**What this task involves:** Reproduce every line below exactly as written; do not include the images.

****************************************

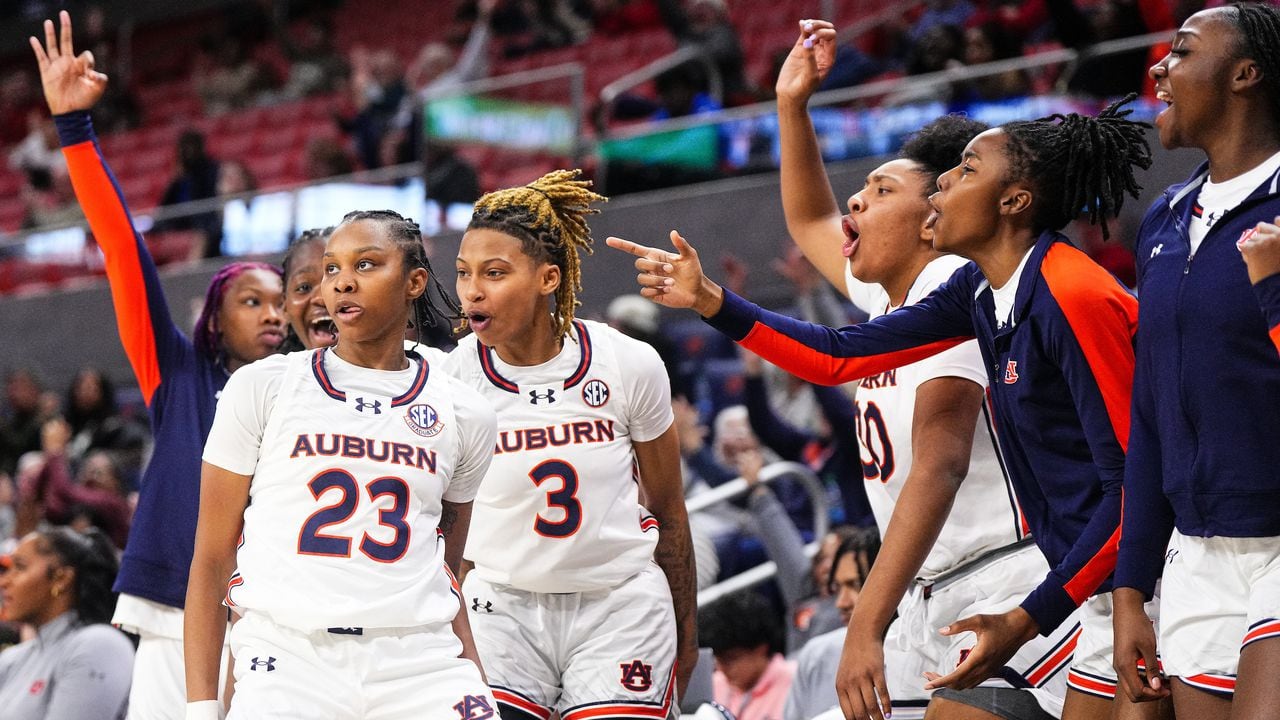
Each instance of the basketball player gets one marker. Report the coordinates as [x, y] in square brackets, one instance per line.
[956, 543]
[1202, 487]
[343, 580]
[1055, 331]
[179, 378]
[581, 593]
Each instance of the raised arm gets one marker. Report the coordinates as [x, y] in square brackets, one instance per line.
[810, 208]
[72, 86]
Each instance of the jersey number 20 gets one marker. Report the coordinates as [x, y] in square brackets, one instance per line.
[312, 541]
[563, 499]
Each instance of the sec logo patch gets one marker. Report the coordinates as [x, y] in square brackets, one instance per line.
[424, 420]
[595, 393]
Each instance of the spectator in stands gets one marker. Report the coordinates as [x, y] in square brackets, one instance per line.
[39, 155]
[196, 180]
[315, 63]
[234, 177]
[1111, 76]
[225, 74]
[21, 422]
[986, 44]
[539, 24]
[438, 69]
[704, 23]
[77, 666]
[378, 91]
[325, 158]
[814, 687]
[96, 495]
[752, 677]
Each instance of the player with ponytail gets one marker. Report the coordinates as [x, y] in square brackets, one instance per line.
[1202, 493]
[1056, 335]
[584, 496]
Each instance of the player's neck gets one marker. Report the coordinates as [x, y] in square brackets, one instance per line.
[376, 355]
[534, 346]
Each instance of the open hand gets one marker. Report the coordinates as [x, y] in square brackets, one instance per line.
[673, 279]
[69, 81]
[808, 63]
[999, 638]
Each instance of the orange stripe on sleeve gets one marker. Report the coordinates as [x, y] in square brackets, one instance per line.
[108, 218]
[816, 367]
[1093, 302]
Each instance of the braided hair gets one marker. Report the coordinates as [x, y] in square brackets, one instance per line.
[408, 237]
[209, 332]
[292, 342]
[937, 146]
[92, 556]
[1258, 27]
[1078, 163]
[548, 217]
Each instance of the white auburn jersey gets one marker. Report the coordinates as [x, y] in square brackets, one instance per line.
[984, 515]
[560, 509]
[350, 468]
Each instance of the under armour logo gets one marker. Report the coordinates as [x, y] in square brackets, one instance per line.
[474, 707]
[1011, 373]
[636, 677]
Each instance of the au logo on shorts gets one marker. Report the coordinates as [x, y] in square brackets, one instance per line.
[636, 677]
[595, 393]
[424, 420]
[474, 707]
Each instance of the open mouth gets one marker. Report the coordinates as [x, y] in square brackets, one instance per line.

****************************************

**Output for this exercise:**
Each instance of the basketball player gets one marker. Report the coordinates as [x, y] in square brackets, one instance per line.
[956, 543]
[1202, 487]
[343, 580]
[1055, 331]
[179, 378]
[581, 593]
Each instance of the raised arm gets one marker. Report the coordinates as [x, y] in square brackets, one instance per line.
[810, 208]
[72, 86]
Each instance of the jersey number 20 gets one marker. Report the coordinates as [x, y] in square brackets, one instance per line.
[312, 541]
[563, 499]
Each instance of the sec logo patch gets one marker. Report the coordinates as [x, y] in square brackets, one instance per line.
[424, 420]
[595, 393]
Each instance of the spectator in stands gets one marker. Report the coordinates as [x, y] in square brackets, one instance per line.
[39, 155]
[196, 180]
[315, 63]
[234, 177]
[1111, 76]
[225, 74]
[21, 422]
[986, 44]
[539, 24]
[438, 69]
[704, 23]
[77, 666]
[378, 91]
[325, 158]
[814, 687]
[96, 495]
[752, 677]
Each instance of the player with ponytail gets one marker. Report the coordinates as [x, y] in square brackets, one instance per line.
[1202, 493]
[1056, 335]
[584, 496]
Each instance of the player's neck gets one marker. Report the coordinates as [x, y] in square brackets, one instance per line.
[376, 355]
[534, 346]
Each instance of the open hand gets one marker. Report the coordinates as [x, y] in square brackets, one instance per line.
[673, 279]
[69, 81]
[808, 63]
[999, 638]
Each instance of the orange stripe on sleeve gets one marker. Report the coordinates as [x, y] in square brackets, one instance per line.
[108, 218]
[816, 367]
[1093, 302]
Each instance of the braided hair gets one marker. Report the coordinates as [x, y] in square brackets, one instance per line.
[408, 237]
[209, 332]
[292, 342]
[937, 146]
[92, 556]
[1258, 27]
[1078, 163]
[548, 217]
Each instance of the white auburn jersey gets one marker. Report the coordinates as [x, y] in square brackets, one instance per line.
[984, 515]
[560, 509]
[350, 468]
Each instance of the under armour logo gets one marker. Report the coordinates as [x, y] in square brackets, one instance per line.
[474, 707]
[1011, 373]
[636, 677]
Each instance of the au logo on shorts gets one marker. Report the coordinates as [x, y] in square brackets, one instance per line.
[636, 677]
[595, 393]
[424, 420]
[474, 707]
Each instance of the open mouth gets one marker. Report the coordinates as [x, y] in square brackets, one instance per line.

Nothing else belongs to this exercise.